## SOURCE
------------------------------------------------------------------------
Fundamentally, the complexity of the program is required only to make the output clean and neat:
for %a in (exe com bat pif) do dir *.%a
is the trivial command line way of getting multiple DIR listings (use "%%" instead of "%" in a
batch file) but there if there are more than a screen full of output lines,
including the headers and footers, then all but the last part will scroll
before you have a chance to read it - and just adding a pipe to MORE doesn't
help, nor is it possible to specify files with no extension. You also get
multiple headers and footers.
At each step in the process that involves either redirection or pipes, or substitution of a variable certain parts of a FOR command, it is always necessary to isolate the remaining code by CALLing a batch file that contains it. Here, all the code is in the same file, so the CALLs are to %0 (the parent program's name) and are combined with variable jumps to the correct section of the file. The reasons are that redirection applies to the first command on the line and FOR commands are parsed only once, with only the FOR variable itself being subsisted when the command actually runs.
DIRX.BAT
Turn off echoing of commands to the console - they would get mixed
in with the output
@echo off
Test for a recursive call to the program and vector to the given label
if !%1==!}{ goto %2
Clear the environment variables we are going to use to avoid any
possible confusion from left over variables - note that there is nothing
after the '=' except the end of line marker
set oldpath=
set exts=
If there is no second argument (whether there is a first or not) we
will have to use the default extension list since none was provided or
named
if !%2==! goto default
Here begins a bit of boilerplate code to normalize the argument to
upper case for string comparison: save the path for restoration later,
then use the path command to do the conversion of a string that is
free of delimiters because it is a single command tail argument
set oldpath=%path%
path %2
The tests for named types begins here: the second argument is in the
PATH variable in upper case.
if %path% == EXEC set exts=COM;EXE;BAT;PIF
if %path% == IMAGE set exts=GIF;JPG;TIF;BMP;WPG
You can add your own lists here - use the above semicolon
delimited format
:: tests for additional types go here
We cleared the EXTS variable earlier and set it only if the second
argument matched one of the known type names - if it is still empty, then
the argument was not the name of a known type and we need to treat it as
an element in a list of extensions (the list might be empty, but that
doesn't matter here)
if not !%exts%==! goto continue
:default
The label says "default", but that comes later - first we set the EXTS
variable to a semicolon delimited list built up from the second through
ninth command line arguments (extra semicolons don't matter). It is
necessary to delimit the list with semicolons because the PATH command
will barf if its argument isn't what it considers a sane PATH list
set exts=%2;%3;%4;%5;%6;%7;%8;%9
:continue
If we used the PATH before, clean up by restoring it to its original
state. This may not be absolutely necessary but it is good insurance
against loosing the PATH setting if the program abends
if not !%oldpath%==! set path=%oldpath%
This is where we actually define the default extensions list if
no list is provided
if !%2==! set exts=COM;EXE;BAT;PIF
So far this has been pretty tame stuff - here's where it gets ...
------------------------------------------------------------------------
Object point labels
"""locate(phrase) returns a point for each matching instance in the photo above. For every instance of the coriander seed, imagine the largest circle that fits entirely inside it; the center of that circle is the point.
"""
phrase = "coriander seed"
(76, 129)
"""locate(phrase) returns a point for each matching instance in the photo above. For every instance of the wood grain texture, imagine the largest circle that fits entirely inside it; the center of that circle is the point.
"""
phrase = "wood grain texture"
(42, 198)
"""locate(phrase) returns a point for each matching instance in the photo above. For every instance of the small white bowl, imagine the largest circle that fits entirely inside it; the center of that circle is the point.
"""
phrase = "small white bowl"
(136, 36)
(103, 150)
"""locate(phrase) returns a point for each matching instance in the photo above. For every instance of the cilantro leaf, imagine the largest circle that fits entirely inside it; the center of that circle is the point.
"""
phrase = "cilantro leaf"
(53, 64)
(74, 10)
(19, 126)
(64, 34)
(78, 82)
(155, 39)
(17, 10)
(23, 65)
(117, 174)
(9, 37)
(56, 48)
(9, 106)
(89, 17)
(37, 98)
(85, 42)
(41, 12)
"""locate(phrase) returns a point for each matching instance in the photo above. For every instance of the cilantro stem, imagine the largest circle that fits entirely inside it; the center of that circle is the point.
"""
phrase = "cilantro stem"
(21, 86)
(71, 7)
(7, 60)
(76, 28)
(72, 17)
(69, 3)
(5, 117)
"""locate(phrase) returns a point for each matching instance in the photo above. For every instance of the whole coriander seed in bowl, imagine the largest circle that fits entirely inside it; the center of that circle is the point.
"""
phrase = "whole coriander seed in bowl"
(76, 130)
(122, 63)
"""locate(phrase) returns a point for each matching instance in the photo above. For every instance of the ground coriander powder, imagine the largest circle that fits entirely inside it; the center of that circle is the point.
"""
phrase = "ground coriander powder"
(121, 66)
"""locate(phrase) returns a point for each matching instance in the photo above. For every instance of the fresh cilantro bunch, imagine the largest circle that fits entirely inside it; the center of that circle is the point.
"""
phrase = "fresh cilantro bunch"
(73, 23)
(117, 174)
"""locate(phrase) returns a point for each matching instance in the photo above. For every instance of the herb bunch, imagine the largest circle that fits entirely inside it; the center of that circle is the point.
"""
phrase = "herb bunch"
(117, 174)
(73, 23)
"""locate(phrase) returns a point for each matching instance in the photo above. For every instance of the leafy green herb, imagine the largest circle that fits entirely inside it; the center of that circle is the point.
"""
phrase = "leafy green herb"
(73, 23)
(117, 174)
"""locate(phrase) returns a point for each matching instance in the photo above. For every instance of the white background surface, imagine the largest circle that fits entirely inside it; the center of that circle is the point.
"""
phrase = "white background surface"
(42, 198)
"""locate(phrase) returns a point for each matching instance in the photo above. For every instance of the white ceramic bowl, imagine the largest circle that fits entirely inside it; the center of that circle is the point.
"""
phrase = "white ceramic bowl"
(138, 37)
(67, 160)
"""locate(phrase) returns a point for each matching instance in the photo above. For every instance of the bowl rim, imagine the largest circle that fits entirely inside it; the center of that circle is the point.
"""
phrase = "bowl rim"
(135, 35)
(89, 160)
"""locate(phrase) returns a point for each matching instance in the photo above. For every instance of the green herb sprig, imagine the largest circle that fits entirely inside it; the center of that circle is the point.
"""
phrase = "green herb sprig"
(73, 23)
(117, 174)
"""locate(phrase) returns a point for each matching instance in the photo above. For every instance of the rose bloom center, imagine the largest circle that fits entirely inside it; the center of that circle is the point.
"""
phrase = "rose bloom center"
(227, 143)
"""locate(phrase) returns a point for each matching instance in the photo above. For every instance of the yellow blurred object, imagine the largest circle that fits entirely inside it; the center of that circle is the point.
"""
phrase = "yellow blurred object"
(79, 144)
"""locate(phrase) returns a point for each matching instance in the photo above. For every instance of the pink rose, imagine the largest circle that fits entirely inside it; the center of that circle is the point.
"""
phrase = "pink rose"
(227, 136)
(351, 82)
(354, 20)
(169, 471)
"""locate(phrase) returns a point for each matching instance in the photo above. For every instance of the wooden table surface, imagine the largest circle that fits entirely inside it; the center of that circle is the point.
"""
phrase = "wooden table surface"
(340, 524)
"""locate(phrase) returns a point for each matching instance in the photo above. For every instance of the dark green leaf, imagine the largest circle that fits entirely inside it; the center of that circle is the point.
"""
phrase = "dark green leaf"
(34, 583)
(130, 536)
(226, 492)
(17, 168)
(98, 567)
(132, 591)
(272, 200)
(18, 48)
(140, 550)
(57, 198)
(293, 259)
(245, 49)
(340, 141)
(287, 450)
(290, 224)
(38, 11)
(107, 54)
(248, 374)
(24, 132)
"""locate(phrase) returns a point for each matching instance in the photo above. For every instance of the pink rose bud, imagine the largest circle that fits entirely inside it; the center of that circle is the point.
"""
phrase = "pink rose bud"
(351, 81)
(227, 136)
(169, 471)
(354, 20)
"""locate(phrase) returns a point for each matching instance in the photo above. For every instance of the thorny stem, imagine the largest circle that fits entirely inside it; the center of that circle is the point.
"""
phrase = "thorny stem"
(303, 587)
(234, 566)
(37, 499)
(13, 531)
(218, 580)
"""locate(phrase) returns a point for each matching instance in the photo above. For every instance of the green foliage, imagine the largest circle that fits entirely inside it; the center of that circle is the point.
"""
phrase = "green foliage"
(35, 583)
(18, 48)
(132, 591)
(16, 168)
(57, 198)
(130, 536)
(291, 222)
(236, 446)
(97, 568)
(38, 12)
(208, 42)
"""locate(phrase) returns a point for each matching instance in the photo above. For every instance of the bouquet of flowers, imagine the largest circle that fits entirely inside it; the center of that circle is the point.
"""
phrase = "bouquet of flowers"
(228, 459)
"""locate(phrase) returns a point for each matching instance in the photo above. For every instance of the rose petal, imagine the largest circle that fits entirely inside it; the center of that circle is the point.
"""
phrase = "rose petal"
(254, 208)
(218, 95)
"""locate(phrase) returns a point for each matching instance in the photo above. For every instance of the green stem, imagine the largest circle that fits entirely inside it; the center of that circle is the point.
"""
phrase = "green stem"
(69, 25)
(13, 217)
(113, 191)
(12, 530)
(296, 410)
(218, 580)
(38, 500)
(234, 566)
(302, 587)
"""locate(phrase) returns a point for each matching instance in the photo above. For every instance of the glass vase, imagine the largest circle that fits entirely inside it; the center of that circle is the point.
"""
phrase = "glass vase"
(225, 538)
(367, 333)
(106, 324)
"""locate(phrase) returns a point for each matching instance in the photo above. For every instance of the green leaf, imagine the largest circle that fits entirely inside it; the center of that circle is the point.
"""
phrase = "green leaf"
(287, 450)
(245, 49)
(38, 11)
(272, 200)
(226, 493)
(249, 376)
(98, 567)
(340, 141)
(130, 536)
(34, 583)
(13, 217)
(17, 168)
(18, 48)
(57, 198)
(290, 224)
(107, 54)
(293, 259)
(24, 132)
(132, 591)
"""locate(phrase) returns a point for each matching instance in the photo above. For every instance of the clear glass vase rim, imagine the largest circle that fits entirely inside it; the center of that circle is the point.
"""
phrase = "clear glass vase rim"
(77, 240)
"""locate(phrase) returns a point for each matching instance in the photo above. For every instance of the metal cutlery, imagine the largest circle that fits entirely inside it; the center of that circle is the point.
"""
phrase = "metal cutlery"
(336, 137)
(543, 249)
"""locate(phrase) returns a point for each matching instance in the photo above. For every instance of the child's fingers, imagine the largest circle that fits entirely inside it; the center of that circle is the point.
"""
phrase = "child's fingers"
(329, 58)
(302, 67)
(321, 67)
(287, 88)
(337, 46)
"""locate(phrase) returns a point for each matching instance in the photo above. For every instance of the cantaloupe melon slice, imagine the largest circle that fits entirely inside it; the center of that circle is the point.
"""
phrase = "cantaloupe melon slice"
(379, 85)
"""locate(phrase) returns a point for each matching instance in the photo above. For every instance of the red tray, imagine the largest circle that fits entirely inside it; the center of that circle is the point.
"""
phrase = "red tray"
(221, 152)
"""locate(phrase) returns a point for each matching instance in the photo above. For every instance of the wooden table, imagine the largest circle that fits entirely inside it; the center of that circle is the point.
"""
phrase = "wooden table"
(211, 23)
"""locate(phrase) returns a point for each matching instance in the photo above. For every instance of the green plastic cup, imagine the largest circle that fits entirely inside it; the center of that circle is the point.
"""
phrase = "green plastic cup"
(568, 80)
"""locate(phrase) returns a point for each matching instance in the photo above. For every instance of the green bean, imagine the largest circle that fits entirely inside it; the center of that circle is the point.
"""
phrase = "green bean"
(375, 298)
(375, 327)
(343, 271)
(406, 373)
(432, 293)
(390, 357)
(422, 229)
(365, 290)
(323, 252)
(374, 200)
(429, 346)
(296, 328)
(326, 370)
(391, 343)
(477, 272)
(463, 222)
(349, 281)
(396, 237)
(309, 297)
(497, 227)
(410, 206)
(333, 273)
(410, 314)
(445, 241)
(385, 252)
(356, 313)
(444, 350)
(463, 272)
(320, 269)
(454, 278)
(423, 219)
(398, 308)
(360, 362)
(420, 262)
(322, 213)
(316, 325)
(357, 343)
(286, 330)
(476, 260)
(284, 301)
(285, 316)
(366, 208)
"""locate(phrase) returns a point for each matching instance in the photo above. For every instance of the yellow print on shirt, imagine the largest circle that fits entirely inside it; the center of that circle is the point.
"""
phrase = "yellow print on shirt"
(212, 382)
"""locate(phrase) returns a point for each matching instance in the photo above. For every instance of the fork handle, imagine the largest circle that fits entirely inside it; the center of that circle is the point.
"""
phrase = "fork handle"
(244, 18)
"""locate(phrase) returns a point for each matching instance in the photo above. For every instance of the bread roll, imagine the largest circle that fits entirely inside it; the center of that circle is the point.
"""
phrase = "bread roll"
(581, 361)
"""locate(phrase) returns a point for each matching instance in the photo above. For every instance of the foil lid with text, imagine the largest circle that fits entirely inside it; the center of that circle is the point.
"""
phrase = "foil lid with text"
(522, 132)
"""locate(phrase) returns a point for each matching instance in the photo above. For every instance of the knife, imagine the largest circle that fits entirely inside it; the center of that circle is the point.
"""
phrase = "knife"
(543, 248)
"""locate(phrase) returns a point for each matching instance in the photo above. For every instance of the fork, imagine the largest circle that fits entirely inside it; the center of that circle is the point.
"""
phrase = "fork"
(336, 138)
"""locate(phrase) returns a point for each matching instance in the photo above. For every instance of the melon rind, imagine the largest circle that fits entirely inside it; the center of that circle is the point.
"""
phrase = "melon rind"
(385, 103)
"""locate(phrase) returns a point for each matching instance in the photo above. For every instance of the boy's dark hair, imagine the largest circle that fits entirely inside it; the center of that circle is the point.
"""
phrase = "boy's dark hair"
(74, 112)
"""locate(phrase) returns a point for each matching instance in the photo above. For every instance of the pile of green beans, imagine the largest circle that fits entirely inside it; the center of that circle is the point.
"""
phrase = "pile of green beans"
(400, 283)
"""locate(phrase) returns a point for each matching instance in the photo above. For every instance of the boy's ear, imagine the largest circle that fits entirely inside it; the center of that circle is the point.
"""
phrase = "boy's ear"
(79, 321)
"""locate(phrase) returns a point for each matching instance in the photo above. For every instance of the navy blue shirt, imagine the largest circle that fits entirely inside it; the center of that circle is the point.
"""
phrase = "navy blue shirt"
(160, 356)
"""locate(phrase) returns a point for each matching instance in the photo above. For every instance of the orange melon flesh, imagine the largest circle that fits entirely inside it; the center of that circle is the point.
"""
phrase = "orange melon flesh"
------------------------------------------------------------------------
## REQUESTS
**a.** Which file extensions does the DIRX.BAT text set for the EXEC type name?
**b.** Count the lines of the records that contain the word "bloom" and give only the number.

## SOLVED PROBLEMS
**a.** COM, EXE, BAT, and PIF.

**b.** 2